### Task to complete
Once you reach the line holding "Target: kitchen wall", write out that line and every later one exactly, ending with the last line of the data; write nothing else.

[Stored items]
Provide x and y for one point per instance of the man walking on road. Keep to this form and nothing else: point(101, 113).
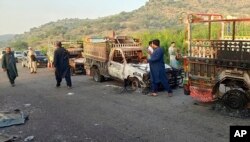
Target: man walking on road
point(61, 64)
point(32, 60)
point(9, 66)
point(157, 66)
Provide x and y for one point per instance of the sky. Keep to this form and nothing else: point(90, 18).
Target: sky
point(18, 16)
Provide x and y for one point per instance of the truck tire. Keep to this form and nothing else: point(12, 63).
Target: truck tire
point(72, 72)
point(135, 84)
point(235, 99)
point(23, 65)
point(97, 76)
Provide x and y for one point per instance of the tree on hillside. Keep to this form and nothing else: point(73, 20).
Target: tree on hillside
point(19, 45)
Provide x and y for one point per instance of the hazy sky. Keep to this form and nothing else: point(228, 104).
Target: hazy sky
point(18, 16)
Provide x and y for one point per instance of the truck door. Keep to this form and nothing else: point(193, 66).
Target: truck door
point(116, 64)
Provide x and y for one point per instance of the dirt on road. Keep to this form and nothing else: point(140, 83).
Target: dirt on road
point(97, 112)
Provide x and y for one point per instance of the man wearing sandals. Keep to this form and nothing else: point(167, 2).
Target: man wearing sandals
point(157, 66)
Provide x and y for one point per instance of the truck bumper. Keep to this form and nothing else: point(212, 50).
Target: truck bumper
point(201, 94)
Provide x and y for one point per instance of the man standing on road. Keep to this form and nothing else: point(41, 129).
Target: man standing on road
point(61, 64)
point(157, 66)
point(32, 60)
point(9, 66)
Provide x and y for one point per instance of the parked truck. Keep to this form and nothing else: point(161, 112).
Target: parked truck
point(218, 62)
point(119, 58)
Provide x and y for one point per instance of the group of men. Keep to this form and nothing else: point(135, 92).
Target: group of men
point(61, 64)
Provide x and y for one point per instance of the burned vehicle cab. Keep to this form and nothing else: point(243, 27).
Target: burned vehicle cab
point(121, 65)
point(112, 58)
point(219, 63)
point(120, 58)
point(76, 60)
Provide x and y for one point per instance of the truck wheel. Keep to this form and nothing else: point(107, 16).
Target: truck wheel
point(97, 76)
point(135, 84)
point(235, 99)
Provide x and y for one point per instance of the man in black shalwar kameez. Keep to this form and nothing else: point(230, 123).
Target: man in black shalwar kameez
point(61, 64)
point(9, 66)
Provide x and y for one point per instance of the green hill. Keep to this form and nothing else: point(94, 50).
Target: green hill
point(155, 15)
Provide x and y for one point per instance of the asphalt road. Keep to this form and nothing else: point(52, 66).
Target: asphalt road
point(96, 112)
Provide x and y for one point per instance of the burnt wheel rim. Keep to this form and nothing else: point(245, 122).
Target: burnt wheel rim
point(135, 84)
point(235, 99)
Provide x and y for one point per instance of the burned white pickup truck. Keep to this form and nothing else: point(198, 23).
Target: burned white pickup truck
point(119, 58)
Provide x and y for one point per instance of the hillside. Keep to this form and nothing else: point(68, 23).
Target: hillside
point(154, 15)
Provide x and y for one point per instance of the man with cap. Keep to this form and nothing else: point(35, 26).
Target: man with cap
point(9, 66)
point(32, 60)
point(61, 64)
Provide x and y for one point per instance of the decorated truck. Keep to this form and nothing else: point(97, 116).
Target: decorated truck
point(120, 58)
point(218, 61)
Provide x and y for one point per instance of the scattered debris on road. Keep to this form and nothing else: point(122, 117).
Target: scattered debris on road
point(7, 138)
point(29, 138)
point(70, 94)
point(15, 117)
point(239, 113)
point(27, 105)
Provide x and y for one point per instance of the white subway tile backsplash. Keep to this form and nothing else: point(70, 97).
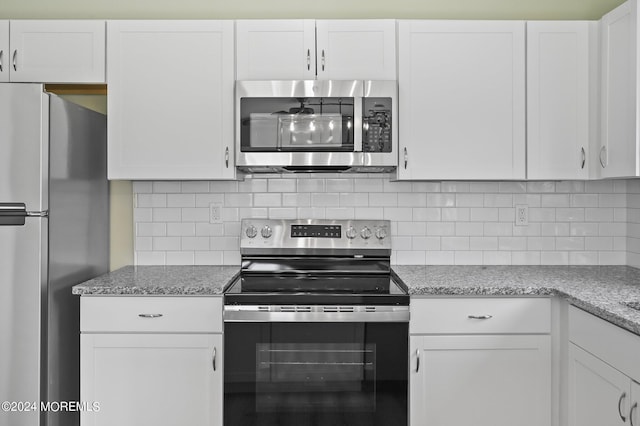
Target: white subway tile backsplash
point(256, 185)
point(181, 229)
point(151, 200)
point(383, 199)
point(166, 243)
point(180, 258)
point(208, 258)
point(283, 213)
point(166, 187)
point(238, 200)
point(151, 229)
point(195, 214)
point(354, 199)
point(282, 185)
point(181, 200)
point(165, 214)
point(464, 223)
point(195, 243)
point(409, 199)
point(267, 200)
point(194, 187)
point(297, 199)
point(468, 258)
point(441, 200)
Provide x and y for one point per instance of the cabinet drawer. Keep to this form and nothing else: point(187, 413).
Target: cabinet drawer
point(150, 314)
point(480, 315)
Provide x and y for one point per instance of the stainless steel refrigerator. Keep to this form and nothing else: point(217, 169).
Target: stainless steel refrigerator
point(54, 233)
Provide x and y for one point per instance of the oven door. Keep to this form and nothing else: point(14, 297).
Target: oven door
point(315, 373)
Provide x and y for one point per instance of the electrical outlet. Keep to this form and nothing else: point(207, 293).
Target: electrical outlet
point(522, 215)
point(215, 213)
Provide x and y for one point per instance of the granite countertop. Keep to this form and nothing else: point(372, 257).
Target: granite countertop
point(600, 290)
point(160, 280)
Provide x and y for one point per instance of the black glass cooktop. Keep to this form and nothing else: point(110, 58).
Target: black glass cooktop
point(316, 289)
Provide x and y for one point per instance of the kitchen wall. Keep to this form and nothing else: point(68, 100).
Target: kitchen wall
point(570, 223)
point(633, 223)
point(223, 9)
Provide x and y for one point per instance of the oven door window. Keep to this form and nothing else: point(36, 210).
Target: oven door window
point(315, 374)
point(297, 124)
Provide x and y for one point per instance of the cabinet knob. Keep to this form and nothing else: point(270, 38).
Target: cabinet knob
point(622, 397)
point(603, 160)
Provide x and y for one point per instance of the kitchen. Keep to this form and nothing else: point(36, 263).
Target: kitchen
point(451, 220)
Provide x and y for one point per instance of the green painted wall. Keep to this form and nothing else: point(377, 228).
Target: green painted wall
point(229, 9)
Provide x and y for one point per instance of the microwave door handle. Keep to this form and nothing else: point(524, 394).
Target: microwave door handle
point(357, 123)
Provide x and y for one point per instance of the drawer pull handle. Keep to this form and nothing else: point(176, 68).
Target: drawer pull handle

### Answer for this exercise
Target: kitchen wall
point(570, 223)
point(633, 223)
point(223, 9)
Provide x and y for one point per instance of the oven door window. Keep to this form and nothing else: point(36, 210).
Target: oven door window
point(315, 374)
point(297, 124)
Provide x and y for one point per instance of the cabinet knob. Keep to this form and nothing else: point(270, 38).
Target: cabinet knob
point(622, 397)
point(603, 160)
Provide x and y for one point per instance of the kitchen. Keep to this form and nothing else: point(36, 263).
Target: kitchen
point(451, 220)
Provide x and y for one point per instance of the green painted wall. Keep to this form and nothing else: point(377, 228).
Target: green painted wall
point(229, 9)
Provide x and y for one point per instance of the microwave door handle. Keep to this form and nothing else: point(524, 394).
Target: microwave door handle
point(357, 123)
Provide x and y for one point per instance of the drawer pull handle. Keep to this form and nothing else: point(176, 68).
Target: drawer pull handle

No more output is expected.